◆ WHAT NEEDS TO BE DONE
Copy each line below exactly and leave the pictures out.

◆ TASK INPUT
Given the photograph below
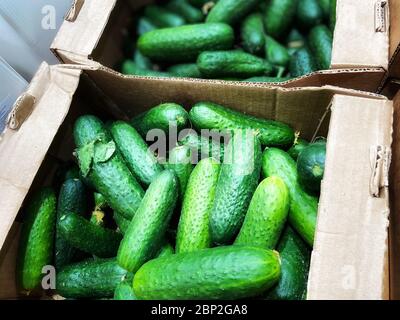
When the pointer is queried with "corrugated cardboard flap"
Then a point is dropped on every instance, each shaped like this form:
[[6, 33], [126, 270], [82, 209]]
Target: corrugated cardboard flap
[[352, 232], [34, 125]]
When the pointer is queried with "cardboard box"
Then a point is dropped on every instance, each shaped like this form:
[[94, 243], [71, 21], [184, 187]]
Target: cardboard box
[[360, 54], [351, 253]]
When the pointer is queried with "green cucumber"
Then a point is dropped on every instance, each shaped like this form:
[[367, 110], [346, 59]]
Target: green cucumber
[[109, 174], [309, 14], [146, 231], [207, 115], [145, 25], [161, 117], [36, 242], [124, 291], [187, 70], [131, 68], [186, 10], [184, 44], [295, 264], [231, 11], [194, 224], [232, 272], [252, 33], [276, 53], [302, 62], [94, 278], [303, 207], [236, 184], [135, 151], [203, 146], [162, 17], [311, 166], [71, 199], [266, 216], [180, 162], [279, 17], [234, 63], [320, 39], [297, 147], [88, 237]]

◆ FINAL ANSWER
Given the photograph below
When the pointer is queried with "corrugated cardboard flap"
Then a point is dropped on every instance, each shaped like this form:
[[6, 33], [126, 270], [82, 209]]
Target: corrugated cardboard flap
[[352, 232], [34, 125]]
When the pointer is queried with "cardboard box"
Then a point is dropped on every instance, each shaped like this form:
[[94, 243], [71, 21], [184, 187]]
Target: cardboard box
[[360, 54], [351, 253]]
When the pointer is queried with "green cucumber"
Then a point is dropped on every instance, each shaped like this form:
[[367, 110], [346, 59]]
Target: green cucumber
[[109, 174], [309, 14], [146, 231], [207, 115], [145, 25], [161, 117], [36, 242], [124, 291], [187, 70], [131, 68], [186, 10], [184, 44], [295, 264], [231, 11], [194, 224], [232, 272], [252, 33], [276, 53], [302, 62], [94, 278], [303, 207], [236, 184], [135, 151], [203, 146], [162, 17], [311, 166], [71, 199], [266, 216], [180, 162], [279, 17], [234, 63], [320, 39], [297, 147], [88, 237]]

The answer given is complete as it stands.